TASK ITEM A:
Translate this sentence from the article on Robert Pattinson's accent into Spanish: "The director of the film, which is out now on Netflix, told Insider that Pattinson had refused to work with a dialect coach as his co-stars did."
TASK ITEM B:
Write the next paragraph of the article on Robert Pattinson's accent, starting after its last sentence.

SOURCE DOCUMENT:
Daniel Craig’s Benoit Blanc accent has some company: Robert Pattinson has added to the tradition of British actors doing interesting takes on American southern accents in Antonio Campos’s new movie, The Devil All the Time. Obviously, Pattinson had to put his own maniacal spin on it.
The director of the film, which is out now on Netflix, told Insider that Pattinson had refused to work with a dialect coach as his co-stars did. “Rob was impossible to get dialect coaching,” Campos said. “He just didn’t want to do it. He was just adamant about figuring it out on his own.” In fact, Campos had no idea what Pattinson’s accent would sound like. When asked, Pattinson “would be like, ‘I’m going to do this thing and that thing, with a little bit of this,’” talking in circles. It’s surprising he didn’t go for a bold-faced lie, as when he told the Today show he had witnessed a clown’s death at the circus as a child. (“I actually made the whole thing up,” he later said. “It’s coming back to haunt me.”) Finally, on the first day of shooting, he revealed the high-pitched but soft voice, completely distinct from the Pattinson of Tenet and the soon-to-be Pattinson of The Batman. But Campos kept the faith. “There was no way in my mind that he wasn’t going to come on set with something bad,” he said. “I might not have dug it, but it wasn’t going to be bad. I’d rather have someone come with something weird that’s a choice than something that isn’t thought out. So I knew he would come with something interesting.”

SUPPLIED DATA:
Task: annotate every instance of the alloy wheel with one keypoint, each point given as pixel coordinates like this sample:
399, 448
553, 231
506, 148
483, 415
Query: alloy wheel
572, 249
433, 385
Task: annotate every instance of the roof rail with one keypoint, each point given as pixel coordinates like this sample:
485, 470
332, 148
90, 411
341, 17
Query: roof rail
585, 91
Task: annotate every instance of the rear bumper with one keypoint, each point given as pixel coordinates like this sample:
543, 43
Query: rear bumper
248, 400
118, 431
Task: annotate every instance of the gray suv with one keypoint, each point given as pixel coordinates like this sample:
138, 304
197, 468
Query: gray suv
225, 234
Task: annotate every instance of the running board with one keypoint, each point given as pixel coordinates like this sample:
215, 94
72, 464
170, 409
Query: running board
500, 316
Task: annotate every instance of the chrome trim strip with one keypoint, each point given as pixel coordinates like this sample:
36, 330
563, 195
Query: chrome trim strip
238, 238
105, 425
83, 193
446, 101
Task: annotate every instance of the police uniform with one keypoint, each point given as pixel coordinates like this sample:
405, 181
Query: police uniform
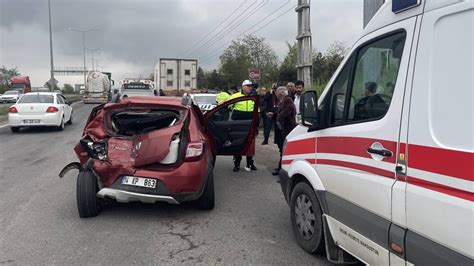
243, 110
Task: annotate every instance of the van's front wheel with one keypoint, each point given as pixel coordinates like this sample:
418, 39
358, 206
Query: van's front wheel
306, 219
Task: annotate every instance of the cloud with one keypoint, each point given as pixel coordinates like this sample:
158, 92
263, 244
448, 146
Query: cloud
134, 34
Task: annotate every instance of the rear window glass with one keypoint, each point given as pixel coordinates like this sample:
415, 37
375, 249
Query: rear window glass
135, 122
37, 98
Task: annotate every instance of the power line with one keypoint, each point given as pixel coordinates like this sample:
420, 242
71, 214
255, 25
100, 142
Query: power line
219, 49
217, 26
235, 26
231, 26
269, 15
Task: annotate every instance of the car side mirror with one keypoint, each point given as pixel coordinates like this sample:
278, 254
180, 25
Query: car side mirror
309, 109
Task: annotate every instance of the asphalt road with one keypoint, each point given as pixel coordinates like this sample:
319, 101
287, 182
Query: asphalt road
40, 224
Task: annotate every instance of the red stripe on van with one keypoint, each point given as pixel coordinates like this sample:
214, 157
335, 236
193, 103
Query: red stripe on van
453, 163
362, 167
441, 188
354, 146
301, 146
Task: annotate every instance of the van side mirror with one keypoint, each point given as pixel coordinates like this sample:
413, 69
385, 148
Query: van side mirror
309, 109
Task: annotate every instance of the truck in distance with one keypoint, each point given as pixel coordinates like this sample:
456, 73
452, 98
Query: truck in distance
97, 88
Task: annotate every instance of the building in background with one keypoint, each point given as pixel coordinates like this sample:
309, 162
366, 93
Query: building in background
176, 76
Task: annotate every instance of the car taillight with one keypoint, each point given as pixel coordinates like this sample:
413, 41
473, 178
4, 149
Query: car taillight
194, 150
12, 110
52, 109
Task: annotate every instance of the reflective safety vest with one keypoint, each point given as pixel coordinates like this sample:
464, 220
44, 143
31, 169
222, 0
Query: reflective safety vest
243, 106
222, 97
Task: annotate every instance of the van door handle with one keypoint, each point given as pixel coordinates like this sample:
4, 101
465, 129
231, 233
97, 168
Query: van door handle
381, 152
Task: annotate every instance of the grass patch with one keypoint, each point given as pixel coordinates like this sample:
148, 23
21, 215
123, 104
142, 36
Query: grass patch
4, 110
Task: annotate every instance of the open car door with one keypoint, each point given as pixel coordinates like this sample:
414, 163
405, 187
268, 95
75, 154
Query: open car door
234, 131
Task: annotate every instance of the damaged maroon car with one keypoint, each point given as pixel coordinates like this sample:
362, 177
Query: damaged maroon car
157, 149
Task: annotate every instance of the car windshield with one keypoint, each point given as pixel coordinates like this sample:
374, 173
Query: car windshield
36, 98
205, 99
131, 122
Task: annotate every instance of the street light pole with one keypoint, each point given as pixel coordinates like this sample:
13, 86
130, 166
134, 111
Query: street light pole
52, 83
93, 50
83, 47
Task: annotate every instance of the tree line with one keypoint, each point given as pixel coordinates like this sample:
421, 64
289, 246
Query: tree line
253, 52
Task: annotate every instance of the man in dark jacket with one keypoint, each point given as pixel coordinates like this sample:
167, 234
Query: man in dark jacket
285, 121
271, 108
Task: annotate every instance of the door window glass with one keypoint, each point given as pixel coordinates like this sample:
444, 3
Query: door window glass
338, 95
375, 77
59, 99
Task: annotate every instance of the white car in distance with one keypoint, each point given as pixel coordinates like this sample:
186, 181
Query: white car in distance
40, 109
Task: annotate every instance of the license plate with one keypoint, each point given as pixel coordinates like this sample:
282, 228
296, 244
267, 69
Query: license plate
31, 121
139, 181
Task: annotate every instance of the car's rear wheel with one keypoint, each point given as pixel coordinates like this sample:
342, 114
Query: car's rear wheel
61, 125
86, 194
70, 120
206, 201
306, 219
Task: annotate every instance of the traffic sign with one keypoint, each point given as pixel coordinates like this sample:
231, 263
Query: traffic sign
254, 74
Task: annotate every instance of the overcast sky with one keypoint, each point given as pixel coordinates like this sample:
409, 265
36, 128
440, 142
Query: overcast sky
134, 34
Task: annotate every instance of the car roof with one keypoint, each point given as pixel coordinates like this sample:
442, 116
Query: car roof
154, 100
42, 93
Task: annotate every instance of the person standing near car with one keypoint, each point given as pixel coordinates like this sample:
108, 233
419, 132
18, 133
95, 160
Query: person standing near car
285, 121
270, 111
222, 96
243, 110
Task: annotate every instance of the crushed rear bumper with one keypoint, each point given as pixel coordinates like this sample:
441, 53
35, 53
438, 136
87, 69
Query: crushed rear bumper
128, 196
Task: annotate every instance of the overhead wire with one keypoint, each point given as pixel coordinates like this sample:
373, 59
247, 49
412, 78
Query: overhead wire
261, 20
229, 29
215, 27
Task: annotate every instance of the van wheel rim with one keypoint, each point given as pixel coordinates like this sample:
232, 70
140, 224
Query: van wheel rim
305, 217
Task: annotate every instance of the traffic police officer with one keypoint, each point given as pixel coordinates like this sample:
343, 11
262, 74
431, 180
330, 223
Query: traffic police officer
243, 110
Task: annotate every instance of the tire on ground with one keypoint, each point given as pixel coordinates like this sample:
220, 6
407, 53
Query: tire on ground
86, 189
315, 242
206, 201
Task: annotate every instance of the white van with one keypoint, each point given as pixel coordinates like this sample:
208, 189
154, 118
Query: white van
382, 168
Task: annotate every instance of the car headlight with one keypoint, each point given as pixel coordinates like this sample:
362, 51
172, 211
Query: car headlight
96, 150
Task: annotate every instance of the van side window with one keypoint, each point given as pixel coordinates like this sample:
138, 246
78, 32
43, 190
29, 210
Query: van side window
338, 92
375, 77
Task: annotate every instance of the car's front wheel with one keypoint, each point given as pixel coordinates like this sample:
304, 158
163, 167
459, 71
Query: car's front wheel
86, 190
306, 219
70, 120
206, 201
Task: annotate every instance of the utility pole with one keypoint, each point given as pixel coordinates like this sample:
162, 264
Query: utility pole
305, 59
52, 82
92, 51
84, 47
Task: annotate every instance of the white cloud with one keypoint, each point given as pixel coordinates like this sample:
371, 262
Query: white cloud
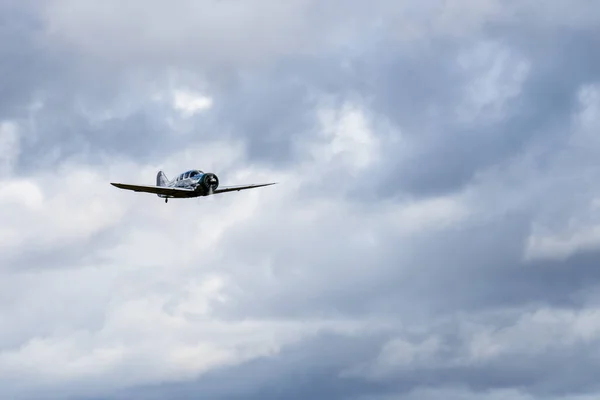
9, 146
190, 103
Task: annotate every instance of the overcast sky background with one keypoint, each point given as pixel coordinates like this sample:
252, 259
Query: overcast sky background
435, 233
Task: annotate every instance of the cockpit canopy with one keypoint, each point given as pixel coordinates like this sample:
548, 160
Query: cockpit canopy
190, 174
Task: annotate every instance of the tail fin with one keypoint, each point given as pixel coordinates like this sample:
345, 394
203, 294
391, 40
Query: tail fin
161, 179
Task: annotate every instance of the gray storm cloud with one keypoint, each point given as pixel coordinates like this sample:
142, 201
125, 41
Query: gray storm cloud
434, 235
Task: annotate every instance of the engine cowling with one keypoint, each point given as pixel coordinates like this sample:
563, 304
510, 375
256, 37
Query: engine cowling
208, 183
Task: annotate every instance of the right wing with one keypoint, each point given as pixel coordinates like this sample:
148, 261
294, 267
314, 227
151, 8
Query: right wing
164, 190
225, 189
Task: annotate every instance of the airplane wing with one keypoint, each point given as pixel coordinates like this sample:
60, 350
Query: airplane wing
224, 189
168, 191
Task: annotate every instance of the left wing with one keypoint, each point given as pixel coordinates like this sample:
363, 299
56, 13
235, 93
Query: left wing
165, 190
240, 187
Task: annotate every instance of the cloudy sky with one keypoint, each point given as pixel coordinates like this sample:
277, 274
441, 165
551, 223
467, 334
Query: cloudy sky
435, 233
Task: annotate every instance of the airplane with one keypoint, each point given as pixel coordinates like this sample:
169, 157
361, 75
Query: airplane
192, 183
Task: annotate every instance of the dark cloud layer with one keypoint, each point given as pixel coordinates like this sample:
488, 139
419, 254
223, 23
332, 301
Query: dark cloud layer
435, 235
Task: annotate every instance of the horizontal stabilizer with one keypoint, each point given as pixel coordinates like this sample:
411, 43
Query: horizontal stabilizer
225, 189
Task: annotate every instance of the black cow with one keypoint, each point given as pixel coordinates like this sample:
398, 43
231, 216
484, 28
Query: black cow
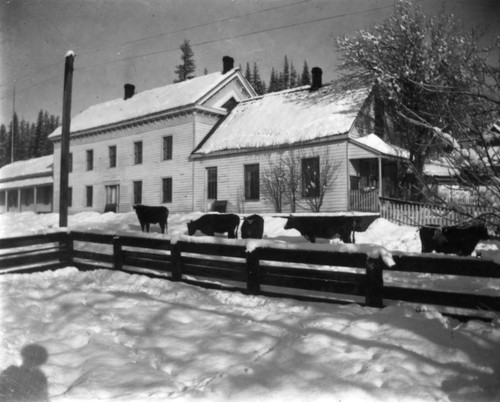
461, 240
252, 227
323, 226
147, 215
216, 223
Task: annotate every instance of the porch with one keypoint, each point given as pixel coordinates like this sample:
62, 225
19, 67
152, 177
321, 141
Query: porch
374, 168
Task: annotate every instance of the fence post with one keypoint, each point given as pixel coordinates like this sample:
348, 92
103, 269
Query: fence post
117, 254
67, 249
374, 282
175, 255
253, 283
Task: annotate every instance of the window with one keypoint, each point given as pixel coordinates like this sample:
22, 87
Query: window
310, 177
212, 183
112, 194
137, 192
252, 182
89, 190
44, 195
166, 186
90, 159
138, 152
27, 196
112, 156
167, 148
11, 198
230, 104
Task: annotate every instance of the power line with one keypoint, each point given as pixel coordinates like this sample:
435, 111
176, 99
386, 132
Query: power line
196, 26
205, 42
238, 36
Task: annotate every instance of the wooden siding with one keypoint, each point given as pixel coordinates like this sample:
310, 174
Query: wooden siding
234, 88
230, 180
150, 172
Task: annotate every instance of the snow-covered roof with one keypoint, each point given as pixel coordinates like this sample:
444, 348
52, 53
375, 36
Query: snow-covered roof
441, 167
146, 103
375, 143
287, 117
32, 167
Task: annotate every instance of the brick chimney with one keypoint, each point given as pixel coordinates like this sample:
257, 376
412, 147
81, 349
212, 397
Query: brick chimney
227, 64
317, 76
129, 91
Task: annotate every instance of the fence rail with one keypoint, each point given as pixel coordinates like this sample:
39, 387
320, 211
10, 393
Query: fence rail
308, 273
419, 214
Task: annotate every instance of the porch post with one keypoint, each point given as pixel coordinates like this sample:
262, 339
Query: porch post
380, 176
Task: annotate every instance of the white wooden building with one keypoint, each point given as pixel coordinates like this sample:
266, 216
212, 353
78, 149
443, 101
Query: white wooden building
314, 123
135, 150
27, 185
211, 138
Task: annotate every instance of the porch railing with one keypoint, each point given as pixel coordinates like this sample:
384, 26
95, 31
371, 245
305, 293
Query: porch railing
364, 200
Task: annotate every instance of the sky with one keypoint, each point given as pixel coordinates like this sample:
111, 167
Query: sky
137, 41
112, 336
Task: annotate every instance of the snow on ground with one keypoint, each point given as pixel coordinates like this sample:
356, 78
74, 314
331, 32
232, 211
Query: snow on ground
113, 336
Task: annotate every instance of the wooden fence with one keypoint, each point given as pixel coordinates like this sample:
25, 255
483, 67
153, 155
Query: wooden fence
419, 214
313, 273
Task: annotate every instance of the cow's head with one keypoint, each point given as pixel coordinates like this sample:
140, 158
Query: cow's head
191, 228
290, 223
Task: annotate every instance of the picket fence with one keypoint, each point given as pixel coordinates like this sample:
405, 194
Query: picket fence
312, 273
419, 214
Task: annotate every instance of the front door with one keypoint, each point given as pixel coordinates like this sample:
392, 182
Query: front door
112, 198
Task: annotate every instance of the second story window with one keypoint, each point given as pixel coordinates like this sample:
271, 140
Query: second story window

RESPONSE BOX A:
El director de la película, que ya está disponible en Netflix, le dijo a Insider que Pattinson se había negado a trabajar con un entrenador de dialecto, como sí lo hicieron sus compañeros de reparto.

RESPONSE BOX B:
For Batman, his “something interesting” is coronavirus antibodies. The actor was reportedly sent home from production earlier this month after testing positive for COVID-19. Don’t worry — both the movie and Pattinson are back in action, with THR reporting that production has resumed and paparazzi snapping the actor’s PDA with girlfriend Suki Waterhouse. We get it; isolation sucks.